> [TO DO]: Reproduce every item below, substituting "dark pupil" for "black eye pupil" throughout and leaving everything else unchanged. Omit the pictures from your answer.

> [GIVEN DATA]:
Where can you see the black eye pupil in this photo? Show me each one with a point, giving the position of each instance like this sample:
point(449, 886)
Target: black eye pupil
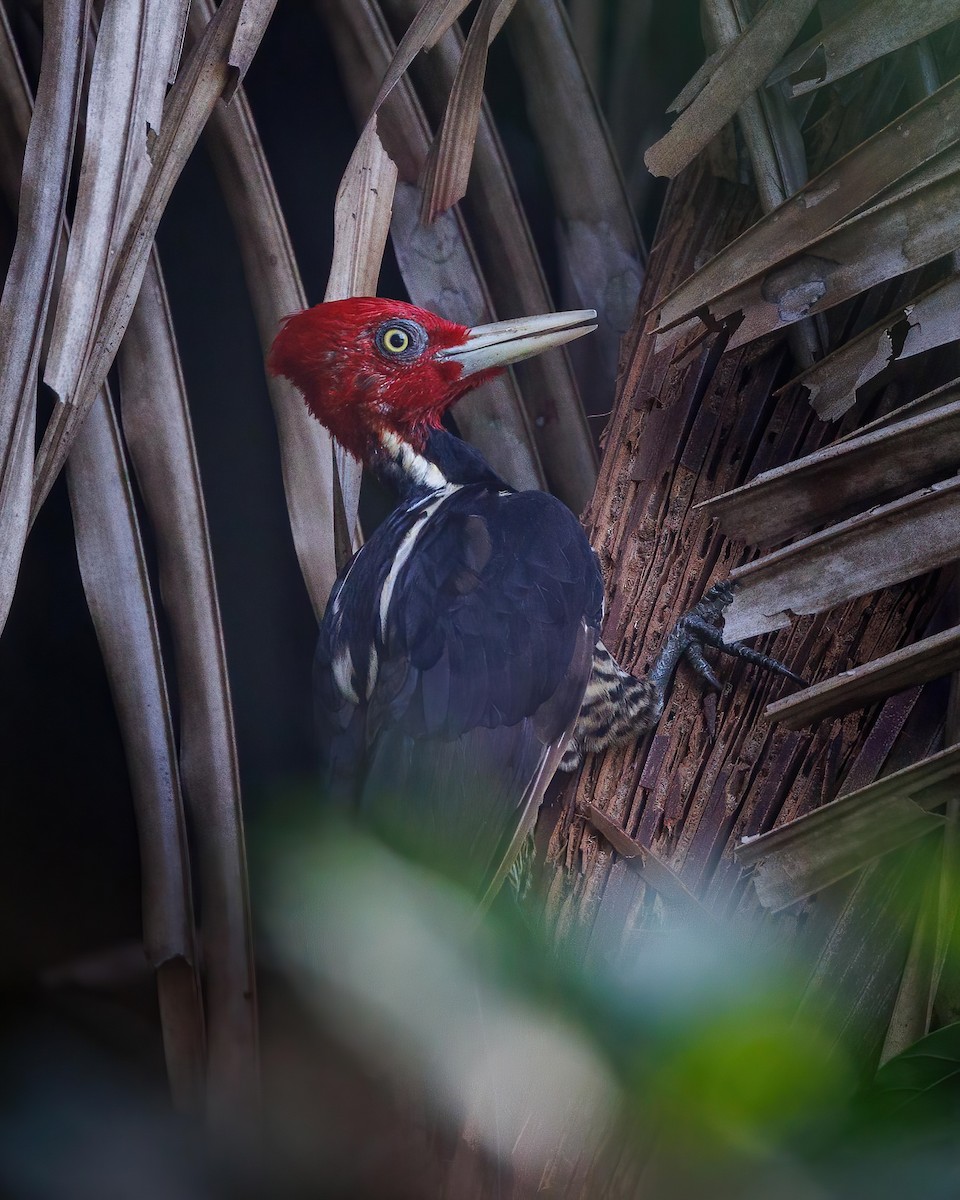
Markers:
point(401, 340)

> [EXERCISE OUTPUT]:
Where can you see the dark pupil in this photo? Show me each one with a point, giving the position of each instance like this sample:
point(449, 886)
Target: dark pupil
Markers:
point(401, 340)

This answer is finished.